=== AUSGEWÄHLTER TEXT ===
Die Beklagte wies den Widerspruch durch Widerspruchsbescheid vom 8. Mai 2017 zurück. Zur Begründung führte sie aus, dass die Beigeladene mit einem weiteren Mitarbeiter zusammen gearbeitet habe. Es seien Absprachen hinsichtlich der Lehrinhalte und Kurstage erfolgt. Der Unterricht richte sich nach den Richtlinien der Integrationsverordnung des BAMF. Die Unterrichtsinhalte würden somit vorgegeben. Die Tätigkeit werde auch durch festangestellte Mitarbeiter ausgeübt.

Hiergegen hat die Klägerin am 1. Juni 2017 Klage vor dem Sozialgericht Berlin (SG) erhoben. Zu deren Begründung hat sie u. a. ausgeführt, in zahlreichen parallel gelagerten Fällen sei die Beklagte zum richtigen Ergebnis der Selbständigkeit gelangt. Die Beigeladene habe die Kurse in Eigenverantwortung geleitet und sei nicht in die klägerische Organisation eingegliedert gewesen.

=== BEREITGESTELLTE DATEN ===
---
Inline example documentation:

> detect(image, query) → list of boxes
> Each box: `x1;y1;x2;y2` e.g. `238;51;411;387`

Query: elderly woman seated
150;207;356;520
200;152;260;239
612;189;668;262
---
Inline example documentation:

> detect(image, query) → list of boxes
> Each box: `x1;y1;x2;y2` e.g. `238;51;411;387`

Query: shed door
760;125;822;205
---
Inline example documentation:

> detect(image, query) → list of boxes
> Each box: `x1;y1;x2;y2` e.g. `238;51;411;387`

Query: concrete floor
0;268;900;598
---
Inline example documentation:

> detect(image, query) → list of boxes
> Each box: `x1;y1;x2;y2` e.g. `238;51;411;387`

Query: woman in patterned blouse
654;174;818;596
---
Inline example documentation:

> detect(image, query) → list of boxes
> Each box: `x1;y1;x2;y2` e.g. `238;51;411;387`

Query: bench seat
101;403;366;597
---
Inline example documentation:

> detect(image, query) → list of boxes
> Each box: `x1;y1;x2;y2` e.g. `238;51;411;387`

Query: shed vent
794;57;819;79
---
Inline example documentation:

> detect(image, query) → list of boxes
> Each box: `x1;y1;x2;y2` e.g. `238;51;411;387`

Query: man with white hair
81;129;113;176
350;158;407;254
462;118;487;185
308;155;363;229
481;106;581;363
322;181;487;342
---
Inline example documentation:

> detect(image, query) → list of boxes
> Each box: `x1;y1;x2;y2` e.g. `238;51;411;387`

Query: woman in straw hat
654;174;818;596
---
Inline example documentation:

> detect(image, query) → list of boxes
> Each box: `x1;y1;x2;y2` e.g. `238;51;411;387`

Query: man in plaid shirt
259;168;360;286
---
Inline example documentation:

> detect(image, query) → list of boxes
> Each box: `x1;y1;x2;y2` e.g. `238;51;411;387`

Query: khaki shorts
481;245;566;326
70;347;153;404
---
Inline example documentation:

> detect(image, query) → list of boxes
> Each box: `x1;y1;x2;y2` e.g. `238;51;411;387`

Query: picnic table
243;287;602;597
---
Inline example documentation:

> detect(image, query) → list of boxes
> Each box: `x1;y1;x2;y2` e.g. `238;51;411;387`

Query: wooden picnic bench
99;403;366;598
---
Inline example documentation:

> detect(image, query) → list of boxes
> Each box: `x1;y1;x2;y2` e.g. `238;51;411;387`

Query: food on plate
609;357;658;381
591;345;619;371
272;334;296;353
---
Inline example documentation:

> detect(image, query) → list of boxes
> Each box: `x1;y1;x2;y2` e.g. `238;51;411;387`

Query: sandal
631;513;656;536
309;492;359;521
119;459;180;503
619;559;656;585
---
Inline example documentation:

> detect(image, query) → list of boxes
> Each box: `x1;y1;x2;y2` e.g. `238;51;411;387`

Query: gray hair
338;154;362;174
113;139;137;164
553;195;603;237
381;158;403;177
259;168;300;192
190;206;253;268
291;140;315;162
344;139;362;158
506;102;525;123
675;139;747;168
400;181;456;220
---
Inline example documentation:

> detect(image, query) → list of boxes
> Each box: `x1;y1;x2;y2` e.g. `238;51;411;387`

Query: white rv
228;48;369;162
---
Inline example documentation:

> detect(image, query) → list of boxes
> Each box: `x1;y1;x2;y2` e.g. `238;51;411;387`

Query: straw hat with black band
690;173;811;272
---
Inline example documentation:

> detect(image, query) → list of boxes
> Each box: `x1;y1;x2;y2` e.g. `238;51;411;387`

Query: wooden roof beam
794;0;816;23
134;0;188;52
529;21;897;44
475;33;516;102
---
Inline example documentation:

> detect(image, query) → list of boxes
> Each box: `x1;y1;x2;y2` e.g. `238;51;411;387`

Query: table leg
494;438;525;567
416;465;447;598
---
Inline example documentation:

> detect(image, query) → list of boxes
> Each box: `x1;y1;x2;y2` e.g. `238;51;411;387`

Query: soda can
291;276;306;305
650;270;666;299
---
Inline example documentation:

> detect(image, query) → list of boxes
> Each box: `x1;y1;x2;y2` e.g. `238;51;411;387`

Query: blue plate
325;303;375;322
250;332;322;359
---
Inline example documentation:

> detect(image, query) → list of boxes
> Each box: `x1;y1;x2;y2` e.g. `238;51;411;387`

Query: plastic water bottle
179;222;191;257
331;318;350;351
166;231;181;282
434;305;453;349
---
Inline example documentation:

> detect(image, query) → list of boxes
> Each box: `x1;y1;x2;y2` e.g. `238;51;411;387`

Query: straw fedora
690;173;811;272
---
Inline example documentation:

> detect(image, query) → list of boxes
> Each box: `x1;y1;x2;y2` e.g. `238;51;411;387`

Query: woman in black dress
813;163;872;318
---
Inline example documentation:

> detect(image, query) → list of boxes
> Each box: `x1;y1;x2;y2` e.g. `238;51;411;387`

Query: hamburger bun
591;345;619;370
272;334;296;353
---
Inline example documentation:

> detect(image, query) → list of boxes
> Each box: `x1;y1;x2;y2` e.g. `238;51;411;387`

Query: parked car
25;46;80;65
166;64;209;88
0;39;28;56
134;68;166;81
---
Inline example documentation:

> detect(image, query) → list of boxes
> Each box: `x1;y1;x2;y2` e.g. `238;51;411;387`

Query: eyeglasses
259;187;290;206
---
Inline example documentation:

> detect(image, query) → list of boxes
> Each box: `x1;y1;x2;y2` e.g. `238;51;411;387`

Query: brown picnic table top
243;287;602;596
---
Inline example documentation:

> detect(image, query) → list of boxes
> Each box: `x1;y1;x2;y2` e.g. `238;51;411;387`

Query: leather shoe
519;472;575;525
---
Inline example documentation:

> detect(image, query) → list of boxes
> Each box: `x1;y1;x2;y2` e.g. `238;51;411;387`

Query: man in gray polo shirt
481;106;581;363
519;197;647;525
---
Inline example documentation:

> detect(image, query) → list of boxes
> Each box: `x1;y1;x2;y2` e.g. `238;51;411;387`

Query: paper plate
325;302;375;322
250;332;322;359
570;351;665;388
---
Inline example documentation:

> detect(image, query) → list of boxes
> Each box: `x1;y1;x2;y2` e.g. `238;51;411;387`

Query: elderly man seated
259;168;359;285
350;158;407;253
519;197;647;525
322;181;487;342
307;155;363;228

=== AUFGABEN ===
1. An welchem Tag erhob die Klägerin laut dem ausgewählten Text Klage vor dem Sozialgericht Berlin?
2. Nenne bitte alle Punkte, mit denen die Beklagte im ausgewählten Text ihren Widerspruchsbescheid vom 8. Mai 2017 begründet.

=== LÖSUNGEN ===
1. Am 1. Juni 2017.

2.
- Die Beigeladene habe mit einem weiteren Mitarbeiter zusammengearbeitet.
- Es seien Absprachen zu Lehrinhalten und Kurstagen erfolgt.
- Der Unterricht richte sich nach den Richtlinien der Integrationsverordnung des BAMF.
- Die Unterrichtsinhalte würden somit vorgegeben.
- Die Tätigkeit werde auch durch festangestellte Mitarbeiter ausgeübt.